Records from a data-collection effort
———

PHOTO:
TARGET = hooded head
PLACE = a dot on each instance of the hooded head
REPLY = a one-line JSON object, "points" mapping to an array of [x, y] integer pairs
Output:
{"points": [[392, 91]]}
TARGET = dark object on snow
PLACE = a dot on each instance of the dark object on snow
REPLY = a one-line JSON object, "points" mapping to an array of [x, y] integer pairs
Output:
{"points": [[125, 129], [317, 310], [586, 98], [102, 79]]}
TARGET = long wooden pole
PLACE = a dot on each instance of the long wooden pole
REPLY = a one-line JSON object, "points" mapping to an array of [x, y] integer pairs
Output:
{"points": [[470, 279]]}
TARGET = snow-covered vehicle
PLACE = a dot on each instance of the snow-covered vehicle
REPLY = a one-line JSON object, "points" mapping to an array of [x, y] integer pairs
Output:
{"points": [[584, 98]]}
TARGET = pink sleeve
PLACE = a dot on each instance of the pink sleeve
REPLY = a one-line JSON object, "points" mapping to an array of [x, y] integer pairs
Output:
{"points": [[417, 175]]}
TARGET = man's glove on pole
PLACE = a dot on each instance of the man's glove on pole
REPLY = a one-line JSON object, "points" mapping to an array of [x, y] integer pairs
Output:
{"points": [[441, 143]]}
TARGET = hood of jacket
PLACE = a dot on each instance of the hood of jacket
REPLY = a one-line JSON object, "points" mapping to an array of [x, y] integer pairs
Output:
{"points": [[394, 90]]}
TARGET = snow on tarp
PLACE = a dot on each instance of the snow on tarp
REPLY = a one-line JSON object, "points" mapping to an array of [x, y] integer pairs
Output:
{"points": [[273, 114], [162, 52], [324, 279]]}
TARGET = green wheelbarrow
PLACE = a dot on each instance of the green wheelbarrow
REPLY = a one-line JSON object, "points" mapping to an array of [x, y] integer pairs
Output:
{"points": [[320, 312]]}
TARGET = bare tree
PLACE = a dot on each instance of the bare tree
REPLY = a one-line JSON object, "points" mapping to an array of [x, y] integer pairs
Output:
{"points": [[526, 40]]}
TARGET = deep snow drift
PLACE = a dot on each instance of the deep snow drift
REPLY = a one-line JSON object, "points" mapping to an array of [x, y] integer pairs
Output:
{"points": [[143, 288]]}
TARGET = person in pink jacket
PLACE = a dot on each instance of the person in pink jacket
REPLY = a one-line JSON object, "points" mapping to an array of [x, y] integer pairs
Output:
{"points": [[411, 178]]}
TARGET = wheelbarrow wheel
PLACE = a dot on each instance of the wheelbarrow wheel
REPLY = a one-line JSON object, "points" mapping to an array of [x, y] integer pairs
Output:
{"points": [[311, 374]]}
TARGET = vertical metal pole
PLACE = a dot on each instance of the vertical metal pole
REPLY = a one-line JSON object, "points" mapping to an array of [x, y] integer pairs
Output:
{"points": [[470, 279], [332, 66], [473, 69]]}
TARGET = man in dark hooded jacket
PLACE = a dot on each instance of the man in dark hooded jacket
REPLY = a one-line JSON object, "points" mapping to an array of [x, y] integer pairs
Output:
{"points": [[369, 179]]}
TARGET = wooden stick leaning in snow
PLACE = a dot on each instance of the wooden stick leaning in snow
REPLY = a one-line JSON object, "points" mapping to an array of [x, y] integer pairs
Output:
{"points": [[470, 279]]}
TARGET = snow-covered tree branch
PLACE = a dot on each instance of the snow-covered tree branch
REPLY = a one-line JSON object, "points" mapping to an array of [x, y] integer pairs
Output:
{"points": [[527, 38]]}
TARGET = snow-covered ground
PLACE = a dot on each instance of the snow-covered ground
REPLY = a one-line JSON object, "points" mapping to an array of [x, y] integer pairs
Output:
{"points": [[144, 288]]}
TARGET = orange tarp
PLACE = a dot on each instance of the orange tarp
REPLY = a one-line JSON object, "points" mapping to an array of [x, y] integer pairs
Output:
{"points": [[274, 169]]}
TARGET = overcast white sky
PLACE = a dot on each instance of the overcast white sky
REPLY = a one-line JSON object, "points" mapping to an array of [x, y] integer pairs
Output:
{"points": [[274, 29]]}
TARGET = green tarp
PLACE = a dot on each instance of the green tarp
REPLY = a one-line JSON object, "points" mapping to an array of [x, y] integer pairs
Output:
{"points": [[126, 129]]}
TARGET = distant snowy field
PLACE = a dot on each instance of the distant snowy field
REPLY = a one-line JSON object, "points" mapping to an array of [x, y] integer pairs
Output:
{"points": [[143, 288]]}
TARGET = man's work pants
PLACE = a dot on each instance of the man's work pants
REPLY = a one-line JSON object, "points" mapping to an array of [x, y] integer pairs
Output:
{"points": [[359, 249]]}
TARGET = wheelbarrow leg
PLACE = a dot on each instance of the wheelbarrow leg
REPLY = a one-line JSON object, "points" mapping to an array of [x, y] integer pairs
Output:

———

### [PROBLEM DESCRIPTION]
Reproduce the part of the records that begins with the line containing "TARGET = green tarp" and continues to the end of the records, swapping "each instance" for "every occurrence" and leaving everything else unchanged.

### [EXERCISE SOLUTION]
TARGET = green tarp
PLACE = a dot on every occurrence of the green tarp
REPLY = a one-line JSON object, "points" mapping to an array of [x, y] integer pairs
Output:
{"points": [[126, 129]]}
TARGET = distant snowy field
PLACE = a dot on every occurrence of the distant snowy field
REPLY = a one-line JSON object, "points" mapping to an array of [x, y] integer pairs
Output:
{"points": [[143, 288]]}
TARGET = man's work pants
PLACE = a dot on every occurrence of the man's work pants
REPLY = a one-line JSON object, "points" mapping to an array of [x, y] integer pairs
Output:
{"points": [[359, 249]]}
TARGET = wheelbarrow leg
PLACE = a dot on every occurrence of the wheelbarrow leg
REPLY = a one-line JSON object, "points" mapping to an array of [x, y] integer pairs
Output:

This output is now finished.